Exercise objective: Once the data has been read, return all of it precisely as written.

[Dataset entries]
"""

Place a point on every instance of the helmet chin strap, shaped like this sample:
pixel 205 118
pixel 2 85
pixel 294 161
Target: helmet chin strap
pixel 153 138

"""

Output below:
Place a point on every instance of the helmet chin strap, shaped like this sample:
pixel 205 118
pixel 2 85
pixel 294 161
Target: helmet chin strap
pixel 153 138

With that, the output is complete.